GIVEN INSTRUCTION:
From the items below, extract every line that contains the string "wall". Case counts.

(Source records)
━━━━━━

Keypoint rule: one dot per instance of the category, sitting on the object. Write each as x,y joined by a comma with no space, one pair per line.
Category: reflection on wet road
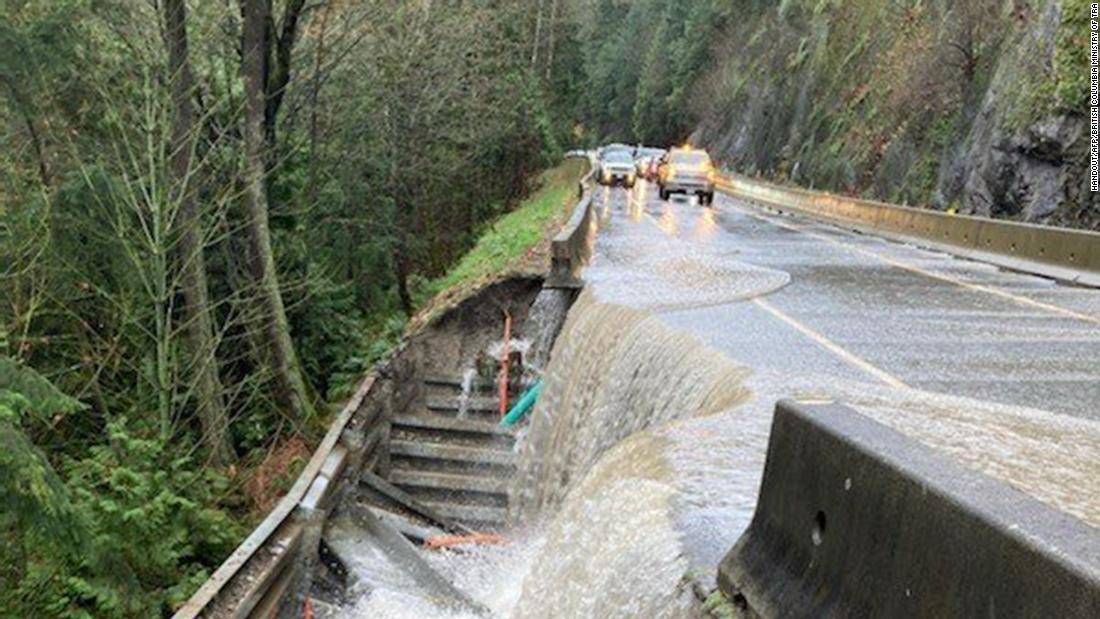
862,308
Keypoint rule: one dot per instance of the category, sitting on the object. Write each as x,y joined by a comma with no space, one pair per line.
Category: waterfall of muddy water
641,463
543,322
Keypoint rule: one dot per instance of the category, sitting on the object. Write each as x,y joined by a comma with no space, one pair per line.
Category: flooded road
641,462
868,309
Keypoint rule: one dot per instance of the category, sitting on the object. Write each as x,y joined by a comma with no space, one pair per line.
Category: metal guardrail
572,246
265,567
254,579
856,519
1065,254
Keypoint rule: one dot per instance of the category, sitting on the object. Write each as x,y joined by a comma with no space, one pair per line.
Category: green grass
508,239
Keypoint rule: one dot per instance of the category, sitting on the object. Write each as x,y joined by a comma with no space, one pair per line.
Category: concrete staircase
454,467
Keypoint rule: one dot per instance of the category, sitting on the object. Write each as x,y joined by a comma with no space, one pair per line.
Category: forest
217,216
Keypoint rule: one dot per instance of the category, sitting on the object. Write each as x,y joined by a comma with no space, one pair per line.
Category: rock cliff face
978,107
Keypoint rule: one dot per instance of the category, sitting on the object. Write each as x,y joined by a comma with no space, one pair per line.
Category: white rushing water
642,460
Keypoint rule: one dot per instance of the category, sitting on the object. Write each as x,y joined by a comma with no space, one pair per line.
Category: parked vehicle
616,167
686,170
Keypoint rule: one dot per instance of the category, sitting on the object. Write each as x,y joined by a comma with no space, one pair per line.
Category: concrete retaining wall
857,520
571,247
1070,255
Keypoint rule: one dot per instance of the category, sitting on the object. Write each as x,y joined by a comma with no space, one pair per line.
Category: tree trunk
550,43
290,387
196,310
538,33
278,76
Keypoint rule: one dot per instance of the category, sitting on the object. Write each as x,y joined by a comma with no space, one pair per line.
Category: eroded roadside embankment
641,463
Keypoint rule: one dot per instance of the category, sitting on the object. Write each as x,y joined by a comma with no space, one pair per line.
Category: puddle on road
642,461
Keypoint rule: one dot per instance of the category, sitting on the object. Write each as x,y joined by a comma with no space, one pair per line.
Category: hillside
977,107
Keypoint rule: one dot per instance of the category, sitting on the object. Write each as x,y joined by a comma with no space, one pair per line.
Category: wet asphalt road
862,308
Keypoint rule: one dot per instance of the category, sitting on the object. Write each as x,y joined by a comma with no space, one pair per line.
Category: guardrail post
309,551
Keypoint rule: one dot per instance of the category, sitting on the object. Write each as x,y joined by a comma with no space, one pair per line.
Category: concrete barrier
1065,254
571,247
855,519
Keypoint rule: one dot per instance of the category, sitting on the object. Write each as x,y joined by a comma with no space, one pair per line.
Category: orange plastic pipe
449,541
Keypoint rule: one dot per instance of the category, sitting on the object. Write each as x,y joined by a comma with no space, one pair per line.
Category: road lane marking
832,346
926,273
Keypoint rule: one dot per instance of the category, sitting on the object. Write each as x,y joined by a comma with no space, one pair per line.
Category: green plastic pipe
523,406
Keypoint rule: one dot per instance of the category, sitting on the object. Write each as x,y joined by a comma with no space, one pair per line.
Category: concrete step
455,383
475,404
433,428
494,517
409,478
427,420
454,453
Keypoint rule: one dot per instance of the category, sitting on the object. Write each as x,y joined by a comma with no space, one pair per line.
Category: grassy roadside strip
516,243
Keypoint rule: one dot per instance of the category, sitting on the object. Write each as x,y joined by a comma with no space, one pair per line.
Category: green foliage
507,239
642,61
1070,68
129,531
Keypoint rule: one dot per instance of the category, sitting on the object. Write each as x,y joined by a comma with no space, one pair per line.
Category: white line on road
832,346
926,273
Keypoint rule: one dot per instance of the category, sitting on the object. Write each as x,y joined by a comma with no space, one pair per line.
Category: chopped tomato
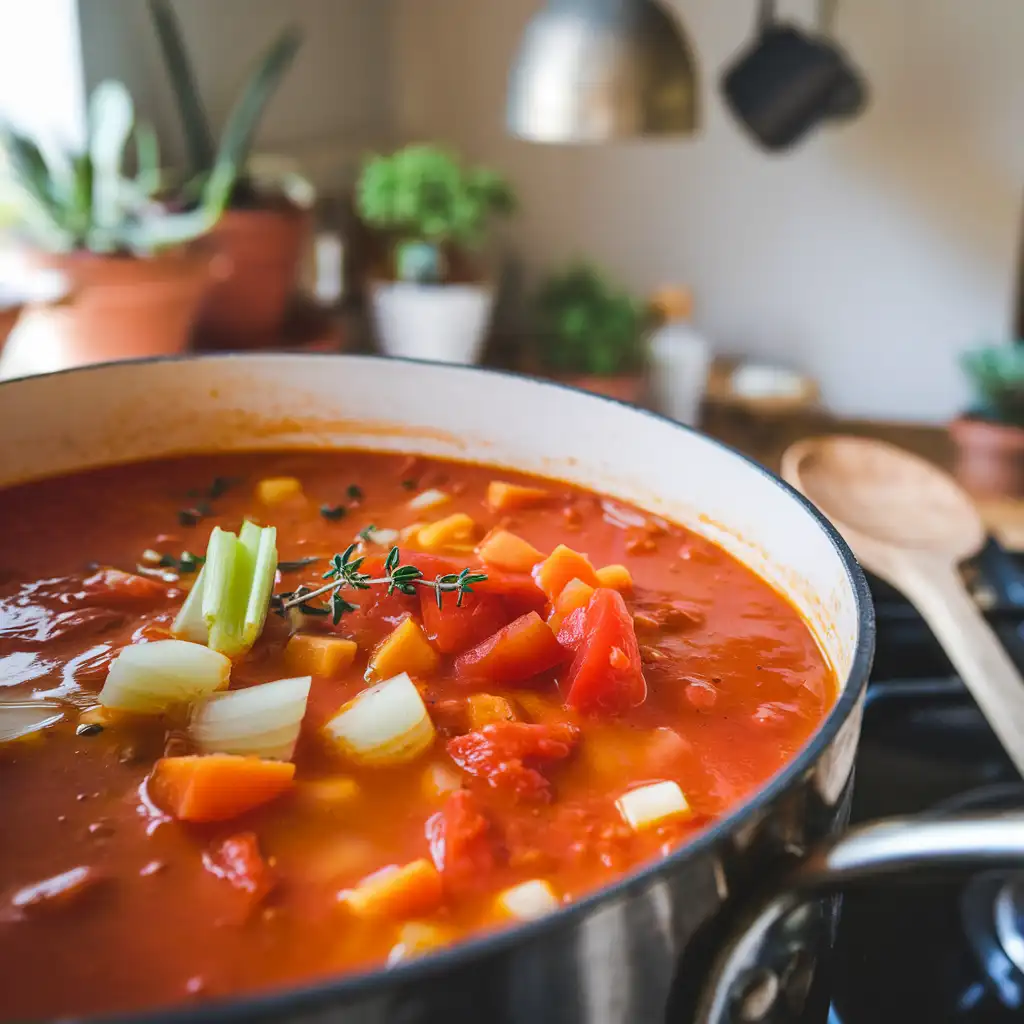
506,755
454,628
517,590
519,651
238,860
460,841
606,673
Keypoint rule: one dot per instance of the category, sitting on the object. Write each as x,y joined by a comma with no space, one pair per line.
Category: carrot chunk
486,708
307,654
454,531
520,650
407,649
396,892
505,550
217,786
615,578
504,497
560,567
576,594
279,489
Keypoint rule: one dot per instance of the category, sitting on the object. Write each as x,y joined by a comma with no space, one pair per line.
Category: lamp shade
594,71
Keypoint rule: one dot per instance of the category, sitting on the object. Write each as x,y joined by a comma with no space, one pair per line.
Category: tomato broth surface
109,901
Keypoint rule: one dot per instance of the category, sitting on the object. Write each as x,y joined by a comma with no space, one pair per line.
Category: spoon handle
935,587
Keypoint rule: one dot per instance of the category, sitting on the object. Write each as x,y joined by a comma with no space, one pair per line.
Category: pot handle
749,979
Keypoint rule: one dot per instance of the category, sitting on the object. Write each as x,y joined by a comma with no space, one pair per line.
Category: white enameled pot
632,952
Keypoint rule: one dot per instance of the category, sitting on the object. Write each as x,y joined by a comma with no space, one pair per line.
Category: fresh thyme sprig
345,572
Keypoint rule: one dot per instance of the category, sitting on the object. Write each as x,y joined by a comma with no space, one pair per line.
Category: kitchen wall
41,68
335,101
870,256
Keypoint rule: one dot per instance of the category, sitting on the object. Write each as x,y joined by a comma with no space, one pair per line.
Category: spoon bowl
911,524
885,494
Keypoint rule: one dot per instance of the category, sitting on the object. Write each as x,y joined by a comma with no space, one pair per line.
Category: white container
680,358
440,323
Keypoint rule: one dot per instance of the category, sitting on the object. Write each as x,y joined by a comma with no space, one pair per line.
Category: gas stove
934,952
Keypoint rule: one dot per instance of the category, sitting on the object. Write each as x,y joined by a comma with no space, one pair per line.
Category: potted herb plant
124,279
989,439
261,236
431,299
592,334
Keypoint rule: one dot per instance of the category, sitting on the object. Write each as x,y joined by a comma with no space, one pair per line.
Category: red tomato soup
446,759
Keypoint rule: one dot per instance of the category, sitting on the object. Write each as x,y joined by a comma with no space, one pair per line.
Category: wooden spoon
911,524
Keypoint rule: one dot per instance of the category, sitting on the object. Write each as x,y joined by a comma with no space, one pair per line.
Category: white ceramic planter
440,323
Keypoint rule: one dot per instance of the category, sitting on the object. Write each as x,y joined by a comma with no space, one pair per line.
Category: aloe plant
219,172
996,377
65,201
430,201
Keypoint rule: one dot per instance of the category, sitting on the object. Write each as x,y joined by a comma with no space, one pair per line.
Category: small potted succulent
592,334
124,278
261,236
431,299
989,438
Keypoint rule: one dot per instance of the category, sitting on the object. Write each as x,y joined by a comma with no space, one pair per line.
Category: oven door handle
749,979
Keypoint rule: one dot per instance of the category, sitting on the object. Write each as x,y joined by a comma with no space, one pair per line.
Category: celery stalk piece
264,570
227,606
189,624
221,566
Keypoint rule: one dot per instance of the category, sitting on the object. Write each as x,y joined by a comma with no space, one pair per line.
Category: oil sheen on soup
278,717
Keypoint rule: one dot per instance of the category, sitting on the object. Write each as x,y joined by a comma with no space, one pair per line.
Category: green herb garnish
299,563
345,572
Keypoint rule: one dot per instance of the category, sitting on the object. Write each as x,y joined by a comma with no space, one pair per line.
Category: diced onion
227,605
429,500
529,900
649,805
383,538
18,719
152,678
261,721
385,724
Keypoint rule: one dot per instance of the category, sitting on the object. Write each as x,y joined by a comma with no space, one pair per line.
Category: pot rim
309,995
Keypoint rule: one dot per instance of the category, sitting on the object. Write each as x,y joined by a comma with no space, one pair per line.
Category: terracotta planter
626,387
259,257
989,458
112,308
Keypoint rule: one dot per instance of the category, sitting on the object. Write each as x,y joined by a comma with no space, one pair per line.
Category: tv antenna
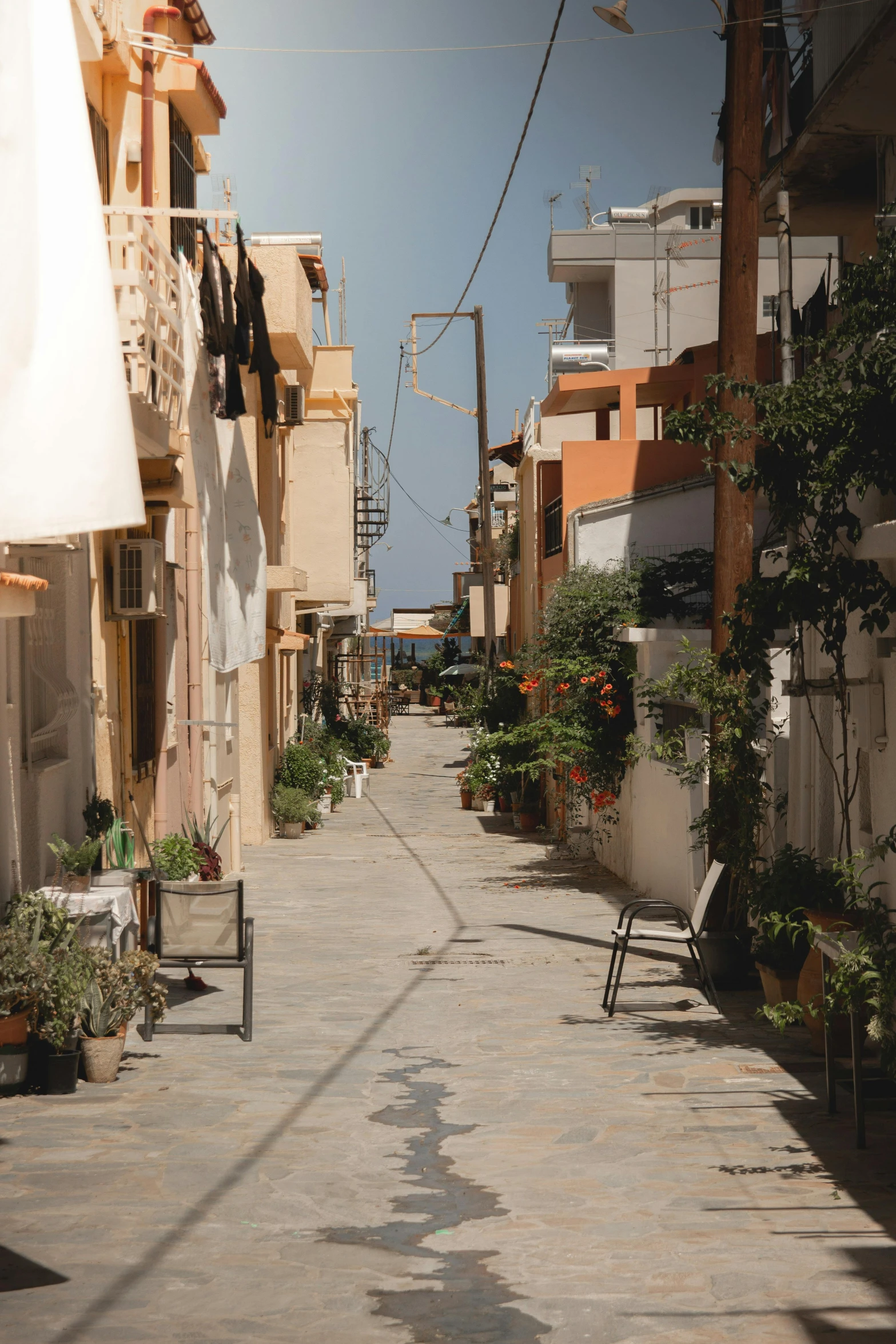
551,198
587,174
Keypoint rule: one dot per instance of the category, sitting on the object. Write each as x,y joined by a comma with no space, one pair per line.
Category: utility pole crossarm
420,390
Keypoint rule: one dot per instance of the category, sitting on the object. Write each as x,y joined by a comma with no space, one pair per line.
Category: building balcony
147,283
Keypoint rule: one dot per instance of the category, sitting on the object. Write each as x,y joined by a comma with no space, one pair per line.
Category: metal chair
355,776
687,933
202,924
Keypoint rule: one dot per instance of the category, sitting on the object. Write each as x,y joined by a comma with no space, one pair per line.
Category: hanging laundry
216,289
775,85
262,360
244,299
814,315
719,145
213,312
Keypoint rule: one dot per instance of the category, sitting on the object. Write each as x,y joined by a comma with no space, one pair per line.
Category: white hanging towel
233,538
67,455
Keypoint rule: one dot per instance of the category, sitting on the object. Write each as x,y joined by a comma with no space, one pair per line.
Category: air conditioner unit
293,404
137,578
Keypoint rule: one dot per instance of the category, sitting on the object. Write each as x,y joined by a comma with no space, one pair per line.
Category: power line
430,519
507,185
398,385
512,46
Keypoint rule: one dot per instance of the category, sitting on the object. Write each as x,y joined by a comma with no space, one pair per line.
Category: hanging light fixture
616,17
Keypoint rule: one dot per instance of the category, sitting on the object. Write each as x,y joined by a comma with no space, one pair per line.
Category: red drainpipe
158,11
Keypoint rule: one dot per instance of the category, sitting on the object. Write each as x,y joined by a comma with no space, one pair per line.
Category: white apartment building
647,280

━━━━━━

RESULT OF THIS EXERCISE:
Category: concrete retaining wall
Category: kitchen wall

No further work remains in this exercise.